What the task asks>
Can you filter the items that follow and copy out every line containing the word "below"?

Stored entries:
»»

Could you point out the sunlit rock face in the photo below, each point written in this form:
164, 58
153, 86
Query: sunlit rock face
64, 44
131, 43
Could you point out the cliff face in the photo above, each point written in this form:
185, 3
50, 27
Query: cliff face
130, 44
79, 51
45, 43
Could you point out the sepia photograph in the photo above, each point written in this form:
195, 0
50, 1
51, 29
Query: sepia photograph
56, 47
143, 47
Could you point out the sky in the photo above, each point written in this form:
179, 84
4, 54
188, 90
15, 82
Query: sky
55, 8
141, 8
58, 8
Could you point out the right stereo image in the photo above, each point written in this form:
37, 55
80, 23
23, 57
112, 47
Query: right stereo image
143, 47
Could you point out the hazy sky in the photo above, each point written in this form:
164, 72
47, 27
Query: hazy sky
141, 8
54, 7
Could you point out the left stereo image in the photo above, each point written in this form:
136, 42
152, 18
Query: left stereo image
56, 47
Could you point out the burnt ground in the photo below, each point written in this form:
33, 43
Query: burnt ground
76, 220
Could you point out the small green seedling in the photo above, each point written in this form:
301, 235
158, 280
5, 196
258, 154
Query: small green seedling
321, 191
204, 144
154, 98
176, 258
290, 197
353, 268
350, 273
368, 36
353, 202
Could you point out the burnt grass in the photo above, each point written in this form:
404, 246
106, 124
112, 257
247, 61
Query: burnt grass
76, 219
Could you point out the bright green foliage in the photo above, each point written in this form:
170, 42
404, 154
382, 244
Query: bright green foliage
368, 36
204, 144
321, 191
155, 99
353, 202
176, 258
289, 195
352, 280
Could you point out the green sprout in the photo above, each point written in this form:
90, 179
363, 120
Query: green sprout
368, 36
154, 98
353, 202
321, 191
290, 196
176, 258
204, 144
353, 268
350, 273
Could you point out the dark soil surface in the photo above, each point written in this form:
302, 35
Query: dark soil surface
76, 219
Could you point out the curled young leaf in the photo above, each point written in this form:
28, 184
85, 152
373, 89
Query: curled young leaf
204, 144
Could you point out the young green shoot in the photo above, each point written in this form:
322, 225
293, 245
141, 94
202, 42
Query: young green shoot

««
»»

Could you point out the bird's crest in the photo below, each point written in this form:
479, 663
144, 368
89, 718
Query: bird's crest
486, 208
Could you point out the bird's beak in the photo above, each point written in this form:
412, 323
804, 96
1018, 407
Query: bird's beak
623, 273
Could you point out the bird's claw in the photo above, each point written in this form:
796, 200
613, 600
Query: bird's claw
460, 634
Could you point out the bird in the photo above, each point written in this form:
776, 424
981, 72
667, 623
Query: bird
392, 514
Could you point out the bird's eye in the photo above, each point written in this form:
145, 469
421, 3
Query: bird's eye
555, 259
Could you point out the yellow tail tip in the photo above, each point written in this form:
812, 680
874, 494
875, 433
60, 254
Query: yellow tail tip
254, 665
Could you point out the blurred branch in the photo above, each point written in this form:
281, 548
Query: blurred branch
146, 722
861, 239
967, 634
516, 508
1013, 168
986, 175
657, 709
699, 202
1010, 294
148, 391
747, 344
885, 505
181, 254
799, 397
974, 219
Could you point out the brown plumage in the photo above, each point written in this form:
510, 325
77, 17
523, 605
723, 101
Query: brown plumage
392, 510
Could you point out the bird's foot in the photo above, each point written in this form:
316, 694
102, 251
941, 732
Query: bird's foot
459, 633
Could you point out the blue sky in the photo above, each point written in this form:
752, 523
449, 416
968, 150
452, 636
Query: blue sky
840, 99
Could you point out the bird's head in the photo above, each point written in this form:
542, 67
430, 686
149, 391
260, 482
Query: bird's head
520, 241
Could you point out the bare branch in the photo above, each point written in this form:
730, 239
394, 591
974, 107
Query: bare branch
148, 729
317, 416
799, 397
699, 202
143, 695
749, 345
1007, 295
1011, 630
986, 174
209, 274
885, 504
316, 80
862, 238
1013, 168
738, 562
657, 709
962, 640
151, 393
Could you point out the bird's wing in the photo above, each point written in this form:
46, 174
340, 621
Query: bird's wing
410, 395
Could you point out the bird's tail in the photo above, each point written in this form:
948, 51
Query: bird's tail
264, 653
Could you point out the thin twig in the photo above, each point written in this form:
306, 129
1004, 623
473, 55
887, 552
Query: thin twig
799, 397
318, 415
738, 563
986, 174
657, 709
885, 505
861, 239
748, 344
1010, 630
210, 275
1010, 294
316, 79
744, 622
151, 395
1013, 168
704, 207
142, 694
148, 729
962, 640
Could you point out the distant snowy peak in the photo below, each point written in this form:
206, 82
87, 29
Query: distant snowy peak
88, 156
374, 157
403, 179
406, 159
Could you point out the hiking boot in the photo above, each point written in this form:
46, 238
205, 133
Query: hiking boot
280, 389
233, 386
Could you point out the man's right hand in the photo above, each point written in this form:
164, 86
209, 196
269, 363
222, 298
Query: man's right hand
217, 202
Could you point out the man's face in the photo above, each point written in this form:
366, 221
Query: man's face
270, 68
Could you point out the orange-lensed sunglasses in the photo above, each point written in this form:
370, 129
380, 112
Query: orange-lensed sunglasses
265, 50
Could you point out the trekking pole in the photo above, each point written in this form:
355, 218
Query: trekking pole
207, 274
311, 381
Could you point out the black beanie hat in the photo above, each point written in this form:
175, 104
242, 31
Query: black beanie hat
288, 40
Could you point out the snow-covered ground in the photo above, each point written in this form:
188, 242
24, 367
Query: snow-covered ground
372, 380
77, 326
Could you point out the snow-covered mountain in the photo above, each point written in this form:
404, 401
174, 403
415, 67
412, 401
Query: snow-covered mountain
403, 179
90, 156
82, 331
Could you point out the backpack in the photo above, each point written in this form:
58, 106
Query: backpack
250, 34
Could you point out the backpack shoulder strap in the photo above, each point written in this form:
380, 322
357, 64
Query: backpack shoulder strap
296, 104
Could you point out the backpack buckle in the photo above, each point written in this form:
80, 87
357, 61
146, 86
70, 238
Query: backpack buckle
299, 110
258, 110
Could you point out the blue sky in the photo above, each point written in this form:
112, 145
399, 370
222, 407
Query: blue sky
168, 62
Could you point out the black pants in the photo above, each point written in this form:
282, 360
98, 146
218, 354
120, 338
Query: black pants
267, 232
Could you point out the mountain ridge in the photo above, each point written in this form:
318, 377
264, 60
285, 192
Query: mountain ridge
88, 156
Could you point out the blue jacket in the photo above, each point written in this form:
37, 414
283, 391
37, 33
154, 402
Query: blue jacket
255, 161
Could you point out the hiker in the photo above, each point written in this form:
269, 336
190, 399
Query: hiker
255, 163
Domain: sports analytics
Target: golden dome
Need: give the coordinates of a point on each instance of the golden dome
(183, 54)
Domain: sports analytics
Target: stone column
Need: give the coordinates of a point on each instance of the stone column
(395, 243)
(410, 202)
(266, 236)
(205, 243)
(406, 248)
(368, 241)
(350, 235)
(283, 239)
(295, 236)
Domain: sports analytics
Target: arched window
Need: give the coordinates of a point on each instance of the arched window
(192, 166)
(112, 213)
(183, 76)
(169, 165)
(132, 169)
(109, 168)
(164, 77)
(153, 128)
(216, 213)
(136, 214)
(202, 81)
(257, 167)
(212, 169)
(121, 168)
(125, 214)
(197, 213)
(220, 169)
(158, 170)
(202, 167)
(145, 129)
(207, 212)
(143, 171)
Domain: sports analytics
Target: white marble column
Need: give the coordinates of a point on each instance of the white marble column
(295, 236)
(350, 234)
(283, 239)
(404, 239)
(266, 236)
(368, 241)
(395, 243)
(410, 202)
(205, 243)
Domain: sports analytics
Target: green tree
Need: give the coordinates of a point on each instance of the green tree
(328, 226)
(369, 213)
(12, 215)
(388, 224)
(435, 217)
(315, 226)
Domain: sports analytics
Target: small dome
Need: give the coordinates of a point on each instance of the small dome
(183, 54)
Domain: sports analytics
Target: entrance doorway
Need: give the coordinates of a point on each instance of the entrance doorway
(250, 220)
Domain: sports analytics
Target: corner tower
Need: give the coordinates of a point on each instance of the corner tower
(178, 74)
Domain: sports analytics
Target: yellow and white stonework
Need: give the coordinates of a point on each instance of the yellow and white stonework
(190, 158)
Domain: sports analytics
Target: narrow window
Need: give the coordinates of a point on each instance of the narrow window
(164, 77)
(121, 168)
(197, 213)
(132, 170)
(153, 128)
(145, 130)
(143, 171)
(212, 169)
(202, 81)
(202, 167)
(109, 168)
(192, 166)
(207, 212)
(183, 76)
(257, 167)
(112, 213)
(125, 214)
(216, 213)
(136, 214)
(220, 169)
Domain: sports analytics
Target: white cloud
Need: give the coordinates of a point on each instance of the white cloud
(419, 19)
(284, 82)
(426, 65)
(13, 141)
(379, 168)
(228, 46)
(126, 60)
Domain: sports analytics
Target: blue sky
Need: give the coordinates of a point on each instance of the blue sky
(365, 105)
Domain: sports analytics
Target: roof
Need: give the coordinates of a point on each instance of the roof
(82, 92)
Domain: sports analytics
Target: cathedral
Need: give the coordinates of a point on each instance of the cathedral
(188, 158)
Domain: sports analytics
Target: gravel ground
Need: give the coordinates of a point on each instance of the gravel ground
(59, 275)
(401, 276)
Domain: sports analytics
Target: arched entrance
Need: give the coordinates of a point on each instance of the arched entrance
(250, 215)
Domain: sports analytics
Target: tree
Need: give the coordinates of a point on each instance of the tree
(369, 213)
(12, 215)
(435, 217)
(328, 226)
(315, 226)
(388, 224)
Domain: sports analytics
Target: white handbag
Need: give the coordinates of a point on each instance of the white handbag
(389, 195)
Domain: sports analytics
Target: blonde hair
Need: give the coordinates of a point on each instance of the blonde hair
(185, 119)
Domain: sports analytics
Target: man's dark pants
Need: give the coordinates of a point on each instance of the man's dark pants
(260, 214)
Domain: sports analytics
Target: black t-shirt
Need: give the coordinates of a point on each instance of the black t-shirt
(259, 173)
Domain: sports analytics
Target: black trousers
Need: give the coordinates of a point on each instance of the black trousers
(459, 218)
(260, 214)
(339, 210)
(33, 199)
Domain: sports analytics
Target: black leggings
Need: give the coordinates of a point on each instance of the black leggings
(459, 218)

««
»»

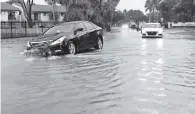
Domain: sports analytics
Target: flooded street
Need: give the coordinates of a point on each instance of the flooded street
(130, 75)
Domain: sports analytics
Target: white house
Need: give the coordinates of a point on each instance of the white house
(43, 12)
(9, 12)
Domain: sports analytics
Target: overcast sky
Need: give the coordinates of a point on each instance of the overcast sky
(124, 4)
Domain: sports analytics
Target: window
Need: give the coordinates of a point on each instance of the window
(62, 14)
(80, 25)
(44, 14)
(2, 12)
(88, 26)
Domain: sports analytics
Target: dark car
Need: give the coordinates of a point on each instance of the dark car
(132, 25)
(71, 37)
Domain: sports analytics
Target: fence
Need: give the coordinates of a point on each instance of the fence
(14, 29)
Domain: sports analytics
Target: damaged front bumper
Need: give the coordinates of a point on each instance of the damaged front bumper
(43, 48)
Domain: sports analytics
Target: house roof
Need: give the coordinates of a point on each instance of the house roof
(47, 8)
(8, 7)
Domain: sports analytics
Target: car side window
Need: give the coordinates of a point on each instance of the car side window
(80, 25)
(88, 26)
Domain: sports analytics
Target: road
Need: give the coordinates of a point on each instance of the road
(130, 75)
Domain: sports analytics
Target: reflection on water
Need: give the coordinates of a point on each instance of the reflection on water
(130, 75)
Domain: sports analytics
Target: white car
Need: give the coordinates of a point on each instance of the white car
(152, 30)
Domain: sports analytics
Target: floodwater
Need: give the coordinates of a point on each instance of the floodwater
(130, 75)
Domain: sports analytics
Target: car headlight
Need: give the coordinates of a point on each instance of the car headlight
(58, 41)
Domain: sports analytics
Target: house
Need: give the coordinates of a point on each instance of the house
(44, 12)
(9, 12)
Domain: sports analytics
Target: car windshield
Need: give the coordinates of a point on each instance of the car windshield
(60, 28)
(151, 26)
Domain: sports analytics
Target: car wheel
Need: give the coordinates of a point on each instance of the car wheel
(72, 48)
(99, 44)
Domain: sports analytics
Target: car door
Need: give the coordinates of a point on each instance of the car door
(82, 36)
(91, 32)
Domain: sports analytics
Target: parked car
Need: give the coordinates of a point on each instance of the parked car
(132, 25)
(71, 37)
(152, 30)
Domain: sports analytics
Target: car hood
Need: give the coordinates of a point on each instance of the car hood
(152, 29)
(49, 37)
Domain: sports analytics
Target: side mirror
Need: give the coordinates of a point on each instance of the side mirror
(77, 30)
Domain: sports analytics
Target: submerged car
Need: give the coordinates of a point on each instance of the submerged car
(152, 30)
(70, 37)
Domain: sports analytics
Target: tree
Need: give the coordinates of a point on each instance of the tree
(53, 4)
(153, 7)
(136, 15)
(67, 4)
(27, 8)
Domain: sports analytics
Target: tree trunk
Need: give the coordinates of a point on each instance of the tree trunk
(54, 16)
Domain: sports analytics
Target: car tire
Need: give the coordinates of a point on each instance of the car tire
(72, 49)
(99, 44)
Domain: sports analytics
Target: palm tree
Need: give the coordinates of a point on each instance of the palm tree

««

Task response>
Could you point out the sunlit rock face in the photo below, each point written in this form:
Could you point out the burnt ground in the photo below, each point written in this form:
Could you point out the bird's crest in the photo below, each point written in this form:
Could you point out the distant snowy peak in the photo below, each point written in this form:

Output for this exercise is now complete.